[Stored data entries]
%%

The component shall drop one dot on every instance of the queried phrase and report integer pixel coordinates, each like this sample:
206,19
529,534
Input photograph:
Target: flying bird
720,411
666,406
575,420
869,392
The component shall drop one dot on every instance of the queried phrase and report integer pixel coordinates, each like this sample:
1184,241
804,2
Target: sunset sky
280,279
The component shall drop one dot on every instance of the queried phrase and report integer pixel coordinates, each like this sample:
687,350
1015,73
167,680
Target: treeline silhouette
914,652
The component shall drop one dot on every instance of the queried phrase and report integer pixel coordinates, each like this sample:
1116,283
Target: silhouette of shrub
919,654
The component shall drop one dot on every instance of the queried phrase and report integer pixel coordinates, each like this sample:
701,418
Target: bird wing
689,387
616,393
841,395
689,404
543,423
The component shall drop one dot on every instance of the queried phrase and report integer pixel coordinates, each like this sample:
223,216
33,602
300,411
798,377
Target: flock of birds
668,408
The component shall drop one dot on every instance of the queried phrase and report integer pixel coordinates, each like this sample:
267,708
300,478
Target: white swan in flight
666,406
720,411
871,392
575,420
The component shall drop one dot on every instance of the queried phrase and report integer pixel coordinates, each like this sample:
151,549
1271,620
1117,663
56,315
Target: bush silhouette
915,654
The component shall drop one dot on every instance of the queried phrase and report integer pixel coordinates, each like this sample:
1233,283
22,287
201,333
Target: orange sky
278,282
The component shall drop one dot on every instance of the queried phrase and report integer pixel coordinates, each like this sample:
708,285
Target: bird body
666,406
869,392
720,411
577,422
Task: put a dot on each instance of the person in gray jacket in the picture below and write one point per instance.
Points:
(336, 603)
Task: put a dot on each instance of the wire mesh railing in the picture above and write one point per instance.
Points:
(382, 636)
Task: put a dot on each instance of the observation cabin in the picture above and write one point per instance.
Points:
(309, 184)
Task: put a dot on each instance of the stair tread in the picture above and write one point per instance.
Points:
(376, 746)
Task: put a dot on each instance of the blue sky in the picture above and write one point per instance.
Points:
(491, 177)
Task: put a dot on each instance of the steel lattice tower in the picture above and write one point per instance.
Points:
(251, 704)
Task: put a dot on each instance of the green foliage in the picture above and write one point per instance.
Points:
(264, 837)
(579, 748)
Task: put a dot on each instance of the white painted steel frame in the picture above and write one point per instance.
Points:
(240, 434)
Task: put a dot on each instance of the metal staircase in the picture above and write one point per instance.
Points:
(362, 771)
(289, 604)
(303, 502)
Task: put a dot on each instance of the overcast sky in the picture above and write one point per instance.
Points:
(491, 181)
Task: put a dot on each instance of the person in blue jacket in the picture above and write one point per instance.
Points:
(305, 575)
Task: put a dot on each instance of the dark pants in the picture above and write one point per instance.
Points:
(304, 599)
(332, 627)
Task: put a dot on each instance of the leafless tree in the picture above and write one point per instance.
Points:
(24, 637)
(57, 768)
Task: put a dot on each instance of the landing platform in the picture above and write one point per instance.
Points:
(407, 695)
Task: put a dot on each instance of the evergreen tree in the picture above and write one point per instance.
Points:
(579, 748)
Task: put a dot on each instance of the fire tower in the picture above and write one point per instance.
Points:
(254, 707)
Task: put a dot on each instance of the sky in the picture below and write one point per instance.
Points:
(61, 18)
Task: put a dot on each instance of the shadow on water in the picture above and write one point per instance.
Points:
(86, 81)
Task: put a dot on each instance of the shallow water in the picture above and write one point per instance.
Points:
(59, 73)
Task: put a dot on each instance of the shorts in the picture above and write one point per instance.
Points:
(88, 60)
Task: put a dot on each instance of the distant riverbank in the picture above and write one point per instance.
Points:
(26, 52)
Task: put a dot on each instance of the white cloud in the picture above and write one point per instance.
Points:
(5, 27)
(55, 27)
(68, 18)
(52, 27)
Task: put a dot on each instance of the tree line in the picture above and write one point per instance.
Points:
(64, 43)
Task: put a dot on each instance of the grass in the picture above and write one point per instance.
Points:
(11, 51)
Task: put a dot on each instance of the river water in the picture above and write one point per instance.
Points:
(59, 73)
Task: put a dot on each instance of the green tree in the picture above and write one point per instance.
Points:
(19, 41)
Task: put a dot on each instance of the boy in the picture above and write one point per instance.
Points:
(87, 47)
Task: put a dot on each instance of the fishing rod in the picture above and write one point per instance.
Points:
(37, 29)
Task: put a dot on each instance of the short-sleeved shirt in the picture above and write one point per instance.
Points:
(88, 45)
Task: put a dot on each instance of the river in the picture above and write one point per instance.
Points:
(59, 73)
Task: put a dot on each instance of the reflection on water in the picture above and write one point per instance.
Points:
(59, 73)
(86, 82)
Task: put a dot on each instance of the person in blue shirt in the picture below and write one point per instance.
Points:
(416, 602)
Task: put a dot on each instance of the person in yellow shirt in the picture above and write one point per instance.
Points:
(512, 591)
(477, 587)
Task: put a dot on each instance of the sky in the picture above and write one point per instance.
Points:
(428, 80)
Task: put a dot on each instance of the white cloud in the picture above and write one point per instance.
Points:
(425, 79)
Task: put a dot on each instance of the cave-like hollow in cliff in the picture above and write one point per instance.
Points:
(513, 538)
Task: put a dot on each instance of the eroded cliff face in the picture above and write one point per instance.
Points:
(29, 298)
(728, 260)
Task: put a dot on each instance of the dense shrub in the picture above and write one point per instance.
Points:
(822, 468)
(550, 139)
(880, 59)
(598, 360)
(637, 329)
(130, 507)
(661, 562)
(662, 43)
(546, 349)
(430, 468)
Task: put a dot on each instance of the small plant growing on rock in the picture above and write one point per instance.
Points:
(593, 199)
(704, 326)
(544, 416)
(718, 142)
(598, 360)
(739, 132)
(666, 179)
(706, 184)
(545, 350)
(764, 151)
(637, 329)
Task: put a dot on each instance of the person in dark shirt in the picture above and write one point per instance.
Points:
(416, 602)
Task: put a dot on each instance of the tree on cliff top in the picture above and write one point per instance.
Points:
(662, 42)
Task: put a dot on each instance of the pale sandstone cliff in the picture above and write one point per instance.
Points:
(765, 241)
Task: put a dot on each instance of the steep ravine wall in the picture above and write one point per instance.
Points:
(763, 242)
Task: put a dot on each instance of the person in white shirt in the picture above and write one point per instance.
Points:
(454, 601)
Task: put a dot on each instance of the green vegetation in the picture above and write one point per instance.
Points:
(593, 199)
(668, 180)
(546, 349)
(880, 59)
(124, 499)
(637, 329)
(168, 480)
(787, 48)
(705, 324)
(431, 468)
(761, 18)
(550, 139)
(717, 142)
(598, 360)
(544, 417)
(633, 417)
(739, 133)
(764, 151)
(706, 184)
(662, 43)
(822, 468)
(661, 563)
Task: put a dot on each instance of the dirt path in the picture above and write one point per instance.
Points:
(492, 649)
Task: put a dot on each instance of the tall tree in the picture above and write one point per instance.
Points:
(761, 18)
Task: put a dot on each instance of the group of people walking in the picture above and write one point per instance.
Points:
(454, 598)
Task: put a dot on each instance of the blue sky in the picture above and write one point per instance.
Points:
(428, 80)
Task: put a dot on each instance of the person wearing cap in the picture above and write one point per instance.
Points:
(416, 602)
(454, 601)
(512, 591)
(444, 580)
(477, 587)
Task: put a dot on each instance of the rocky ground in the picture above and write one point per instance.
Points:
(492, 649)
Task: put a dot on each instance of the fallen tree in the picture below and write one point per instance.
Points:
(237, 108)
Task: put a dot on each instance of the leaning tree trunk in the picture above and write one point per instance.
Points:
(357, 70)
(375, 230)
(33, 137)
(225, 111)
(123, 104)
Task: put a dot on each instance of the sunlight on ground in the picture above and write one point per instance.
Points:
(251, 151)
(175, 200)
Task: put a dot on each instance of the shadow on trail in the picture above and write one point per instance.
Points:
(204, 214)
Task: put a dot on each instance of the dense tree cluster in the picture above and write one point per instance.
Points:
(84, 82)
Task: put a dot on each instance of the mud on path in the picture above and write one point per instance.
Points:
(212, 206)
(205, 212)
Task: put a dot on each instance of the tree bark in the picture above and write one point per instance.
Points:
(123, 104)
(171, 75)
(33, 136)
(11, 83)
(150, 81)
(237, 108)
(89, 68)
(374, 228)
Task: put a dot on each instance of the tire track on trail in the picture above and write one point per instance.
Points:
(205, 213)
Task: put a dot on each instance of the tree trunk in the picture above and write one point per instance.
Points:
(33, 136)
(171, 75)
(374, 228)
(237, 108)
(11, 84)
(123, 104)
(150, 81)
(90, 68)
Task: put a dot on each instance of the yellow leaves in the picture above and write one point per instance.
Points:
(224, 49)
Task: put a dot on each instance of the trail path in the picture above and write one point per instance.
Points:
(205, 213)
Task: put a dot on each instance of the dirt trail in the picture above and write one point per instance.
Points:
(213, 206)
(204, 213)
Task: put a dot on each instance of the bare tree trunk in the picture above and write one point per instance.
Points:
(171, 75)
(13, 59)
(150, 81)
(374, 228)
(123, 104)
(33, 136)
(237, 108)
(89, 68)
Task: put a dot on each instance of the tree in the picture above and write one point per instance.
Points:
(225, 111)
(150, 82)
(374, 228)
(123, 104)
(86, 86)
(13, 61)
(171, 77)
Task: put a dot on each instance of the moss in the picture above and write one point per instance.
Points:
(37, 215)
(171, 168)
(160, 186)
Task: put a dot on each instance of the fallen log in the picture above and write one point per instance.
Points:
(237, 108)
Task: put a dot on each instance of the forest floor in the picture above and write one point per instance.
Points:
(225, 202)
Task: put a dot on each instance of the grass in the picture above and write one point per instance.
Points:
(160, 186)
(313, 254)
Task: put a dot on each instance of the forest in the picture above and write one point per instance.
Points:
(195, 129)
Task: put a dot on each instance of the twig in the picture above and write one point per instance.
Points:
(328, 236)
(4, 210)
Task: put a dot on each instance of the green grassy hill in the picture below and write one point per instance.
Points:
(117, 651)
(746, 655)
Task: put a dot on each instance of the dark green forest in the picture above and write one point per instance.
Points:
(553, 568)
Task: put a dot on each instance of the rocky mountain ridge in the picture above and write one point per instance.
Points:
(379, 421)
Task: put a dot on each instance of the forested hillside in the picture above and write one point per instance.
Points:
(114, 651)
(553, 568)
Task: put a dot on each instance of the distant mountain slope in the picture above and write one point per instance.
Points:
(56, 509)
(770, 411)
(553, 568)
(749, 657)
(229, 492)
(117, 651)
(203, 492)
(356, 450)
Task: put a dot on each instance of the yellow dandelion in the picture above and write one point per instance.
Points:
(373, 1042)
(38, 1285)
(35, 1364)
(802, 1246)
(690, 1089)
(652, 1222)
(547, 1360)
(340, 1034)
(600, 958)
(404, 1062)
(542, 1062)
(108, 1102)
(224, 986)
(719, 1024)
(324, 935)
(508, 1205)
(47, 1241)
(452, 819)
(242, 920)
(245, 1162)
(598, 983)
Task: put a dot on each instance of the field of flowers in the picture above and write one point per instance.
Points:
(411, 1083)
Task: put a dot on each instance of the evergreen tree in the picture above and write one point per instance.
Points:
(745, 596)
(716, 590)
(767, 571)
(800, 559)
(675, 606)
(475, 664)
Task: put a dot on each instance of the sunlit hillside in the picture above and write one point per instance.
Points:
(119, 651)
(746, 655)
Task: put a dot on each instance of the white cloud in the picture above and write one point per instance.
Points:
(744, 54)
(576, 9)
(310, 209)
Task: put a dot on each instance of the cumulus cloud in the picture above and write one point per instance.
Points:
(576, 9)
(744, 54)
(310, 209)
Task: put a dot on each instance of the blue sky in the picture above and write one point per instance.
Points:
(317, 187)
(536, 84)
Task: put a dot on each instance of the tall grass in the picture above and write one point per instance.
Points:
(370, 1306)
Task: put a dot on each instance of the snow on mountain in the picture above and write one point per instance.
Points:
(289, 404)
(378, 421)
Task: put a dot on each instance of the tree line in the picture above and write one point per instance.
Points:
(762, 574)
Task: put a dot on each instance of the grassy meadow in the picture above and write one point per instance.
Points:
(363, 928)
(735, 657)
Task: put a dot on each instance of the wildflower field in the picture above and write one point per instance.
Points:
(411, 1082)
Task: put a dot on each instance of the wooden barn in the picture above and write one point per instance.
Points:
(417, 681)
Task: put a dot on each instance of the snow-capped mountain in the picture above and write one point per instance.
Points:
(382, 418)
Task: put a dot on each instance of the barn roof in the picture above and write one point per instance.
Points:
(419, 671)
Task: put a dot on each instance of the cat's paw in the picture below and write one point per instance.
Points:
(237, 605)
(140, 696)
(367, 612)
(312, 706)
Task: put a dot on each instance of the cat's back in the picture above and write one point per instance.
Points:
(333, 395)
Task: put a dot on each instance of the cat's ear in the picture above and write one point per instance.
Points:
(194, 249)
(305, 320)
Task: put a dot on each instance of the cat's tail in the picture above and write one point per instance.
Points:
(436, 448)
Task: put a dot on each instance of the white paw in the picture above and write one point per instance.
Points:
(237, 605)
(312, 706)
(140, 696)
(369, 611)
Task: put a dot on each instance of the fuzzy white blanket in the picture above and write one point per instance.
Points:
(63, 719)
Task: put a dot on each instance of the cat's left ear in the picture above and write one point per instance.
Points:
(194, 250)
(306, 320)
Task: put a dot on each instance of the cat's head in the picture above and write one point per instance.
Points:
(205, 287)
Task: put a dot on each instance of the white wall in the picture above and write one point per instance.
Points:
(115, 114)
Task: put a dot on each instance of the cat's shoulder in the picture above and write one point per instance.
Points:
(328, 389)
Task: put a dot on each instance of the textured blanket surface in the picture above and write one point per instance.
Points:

%%

» BRIEF:
Return exactly the lines from the one containing "Task: put a dot on each instance of the cat's left" through the last line of the records above, both included, and nothing else.

» PROBLEM SOLUTION:
Task: put a dot on each instance of the cat's left ear in the picture above and write one point per instance.
Points:
(194, 250)
(306, 320)
Task: put a dot on each instance of the cat's head in the picture above and write one point per instance.
Points:
(205, 287)
Task: put a dot on each instance of the white wall in the picture above and write one point per instance.
Points:
(115, 114)
Task: put a dot on each instance of the cat's shoulder in the picture above and write one point per instance.
Points:
(328, 389)
Task: put a dot on each instance of the textured blanket surface in the picture above and write one point per instance.
Points:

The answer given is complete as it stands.